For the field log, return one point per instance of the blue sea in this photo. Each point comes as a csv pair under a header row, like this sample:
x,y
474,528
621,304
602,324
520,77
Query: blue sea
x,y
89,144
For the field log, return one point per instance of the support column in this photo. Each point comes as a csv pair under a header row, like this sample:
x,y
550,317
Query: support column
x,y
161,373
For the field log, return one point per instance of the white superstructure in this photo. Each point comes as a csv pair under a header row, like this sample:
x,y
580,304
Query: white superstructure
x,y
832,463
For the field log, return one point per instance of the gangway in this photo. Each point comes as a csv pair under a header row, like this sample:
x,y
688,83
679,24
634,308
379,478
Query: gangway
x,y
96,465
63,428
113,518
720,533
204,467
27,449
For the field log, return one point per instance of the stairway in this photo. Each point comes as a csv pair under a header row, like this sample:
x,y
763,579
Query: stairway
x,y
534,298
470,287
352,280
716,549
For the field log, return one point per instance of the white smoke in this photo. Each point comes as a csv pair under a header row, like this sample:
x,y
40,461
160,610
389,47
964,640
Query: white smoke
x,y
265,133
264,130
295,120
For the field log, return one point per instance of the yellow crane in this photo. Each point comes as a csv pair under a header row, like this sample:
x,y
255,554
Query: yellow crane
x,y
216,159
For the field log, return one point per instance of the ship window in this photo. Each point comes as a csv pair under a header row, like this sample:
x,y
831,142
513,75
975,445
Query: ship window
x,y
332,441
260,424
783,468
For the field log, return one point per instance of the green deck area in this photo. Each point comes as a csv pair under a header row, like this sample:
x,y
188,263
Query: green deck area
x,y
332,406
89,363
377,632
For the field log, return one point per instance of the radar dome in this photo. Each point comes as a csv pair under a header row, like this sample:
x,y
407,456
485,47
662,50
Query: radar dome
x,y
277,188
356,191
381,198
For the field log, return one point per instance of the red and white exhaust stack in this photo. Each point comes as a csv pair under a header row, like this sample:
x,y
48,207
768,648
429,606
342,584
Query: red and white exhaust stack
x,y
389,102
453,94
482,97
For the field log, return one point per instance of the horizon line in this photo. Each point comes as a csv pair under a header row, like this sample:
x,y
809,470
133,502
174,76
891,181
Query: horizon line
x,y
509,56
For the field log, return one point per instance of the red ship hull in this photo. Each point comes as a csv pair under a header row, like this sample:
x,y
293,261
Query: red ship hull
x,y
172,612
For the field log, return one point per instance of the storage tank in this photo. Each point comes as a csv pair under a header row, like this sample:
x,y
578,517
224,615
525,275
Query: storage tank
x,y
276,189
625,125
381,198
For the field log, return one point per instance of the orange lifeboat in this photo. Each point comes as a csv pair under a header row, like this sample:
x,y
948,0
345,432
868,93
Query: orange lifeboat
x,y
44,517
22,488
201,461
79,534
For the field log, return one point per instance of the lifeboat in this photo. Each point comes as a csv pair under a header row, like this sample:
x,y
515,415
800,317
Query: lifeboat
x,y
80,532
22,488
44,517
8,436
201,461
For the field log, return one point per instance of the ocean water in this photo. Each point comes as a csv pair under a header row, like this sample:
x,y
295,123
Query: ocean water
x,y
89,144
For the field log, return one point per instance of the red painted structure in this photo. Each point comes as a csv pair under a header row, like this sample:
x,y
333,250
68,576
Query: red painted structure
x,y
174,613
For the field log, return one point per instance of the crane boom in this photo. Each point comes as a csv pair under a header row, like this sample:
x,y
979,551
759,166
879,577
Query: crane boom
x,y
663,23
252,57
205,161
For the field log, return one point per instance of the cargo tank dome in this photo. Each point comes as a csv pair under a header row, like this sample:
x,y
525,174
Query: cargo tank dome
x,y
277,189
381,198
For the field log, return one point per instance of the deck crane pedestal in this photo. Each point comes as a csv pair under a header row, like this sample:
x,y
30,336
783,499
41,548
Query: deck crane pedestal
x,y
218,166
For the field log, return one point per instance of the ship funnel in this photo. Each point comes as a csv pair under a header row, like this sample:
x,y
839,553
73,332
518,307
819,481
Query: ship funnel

============================================================

**Assignment**
Repeat all of the data exactly as given.

**The completed task**
For the field log, return one point per instance of the blue sea in this photo. Each point comes as a csv pair under a header row, like this sample:
x,y
474,528
621,304
602,324
520,77
Query: blue sea
x,y
89,144
For the field log, return one point per instance of the support column in this photo. Each point comes as a csv pair under a header row, like this sample:
x,y
550,317
Query: support column
x,y
161,373
For the field log, return one point per instance of the white superstructure in this photo. Each point comes as a csv pair under a header row, like this sample:
x,y
580,304
Query: white superstructure
x,y
832,463
For the field log, return one point per instance of the gangway in this photo. Each point comes as a csv pair under a header row, like this sample:
x,y
688,83
679,24
634,308
379,478
Query: gangway
x,y
96,465
63,428
113,518
720,533
204,467
27,449
For the field log, return one point per instance of the stairway in this photo. Each point comes as a csv pair under a header row, like this sample:
x,y
763,579
Query: stairway
x,y
534,298
470,287
352,280
716,549
For the field log, return one point per instance of the white smoke in this photo. Each point comes as a csv pair under a header row, like this sample:
x,y
40,461
160,610
389,47
964,640
Query: white smoke
x,y
265,133
264,130
295,120
For the field log, return one point per instance of the yellow crane in this photo. Each point comes as a csv pair under a header row, like this sample:
x,y
255,554
Query: yellow crane
x,y
216,159
For the field log, return one point per instance of the ship window in this photo. Each point comes as a csv pair under a header row, like this sample:
x,y
831,142
513,75
975,445
Query: ship window
x,y
332,441
260,424
783,468
For the field log, return one point per instance of the green deck area in this photo. Each point comes as a csv pair under a header row, like this sample:
x,y
188,263
Query: green deck area
x,y
332,406
89,363
377,632
For the field log, return one point per instance of the radar dome in this photo. Each point comes as a csv pair under a header row, like this sample:
x,y
407,456
485,47
662,50
Query: radar dome
x,y
277,188
356,191
381,198
For the field log, return one point per instance of the red and white exhaust stack in this photo. Each point comes as a csv pair under a header row, like this sample:
x,y
48,207
768,648
429,606
342,584
Query: red and white exhaust stack
x,y
389,102
453,94
482,97
For the field log, return one point per instance of the horizon line in this photo. Each point comes as a csv pair under a header row, like this sample:
x,y
809,470
133,502
174,76
891,181
Query: horizon line
x,y
509,56
For the field log, return one point per instance of the red ship hull in this photo. Each point comes as a csv pair under a header row, like this sample:
x,y
293,261
Query: red ship hull
x,y
172,612
For the field log, return one point per instance of the storage tank in this photo. Each point comes as a csv pair under a header row, like this sample:
x,y
578,517
224,615
525,275
Query: storage tank
x,y
276,189
625,125
381,198
For the field log, return one point per instance of the orange lifeboat in this photo. Each point comes as a csv pair under a header row, like this sample:
x,y
948,0
345,432
868,93
Query: orange lifeboat
x,y
44,517
22,488
201,461
79,534
For the field log, return one point per instance of the lifeboat in this photo. Each point comes as a csv pair under a header row, like this sample:
x,y
515,415
800,317
Query: lifeboat
x,y
80,532
22,488
44,517
8,436
201,461
For the field log, return one point per instance of the ocean water in this photo. Each point comes as a csv pair under a header row, like this sample:
x,y
295,123
Query: ocean water
x,y
89,144
For the field log, return one point per instance of the red painted structure in this photo. Each point comes as a csv pair under a header row, like this sample:
x,y
333,250
68,576
Query: red painted structure
x,y
174,613
For the field log, return one point per instance of the crane boom in this photo. Each point comes as a csv pair under a header row, like this sample:
x,y
979,551
759,166
879,577
Query: crane boom
x,y
663,23
252,57
205,161
For the field log, return one point per instance of the cargo tank dome in this photo. Each point comes as a csv pair under a header row, like this sample:
x,y
525,174
Query: cargo tank dome
x,y
277,189
381,198
For the field log, return one point per instance of the deck crane pedestal in this photo. Each point comes as a csv pair under a header row, like this sample:
x,y
30,336
783,499
41,548
Query: deck crane pedestal
x,y
218,166
For the field log, return one point per instance of the ship funnel in this photo. Each point comes as a csv pair under a header row, like this sample:
x,y
839,553
73,332
518,307
819,481
Query: ship funnel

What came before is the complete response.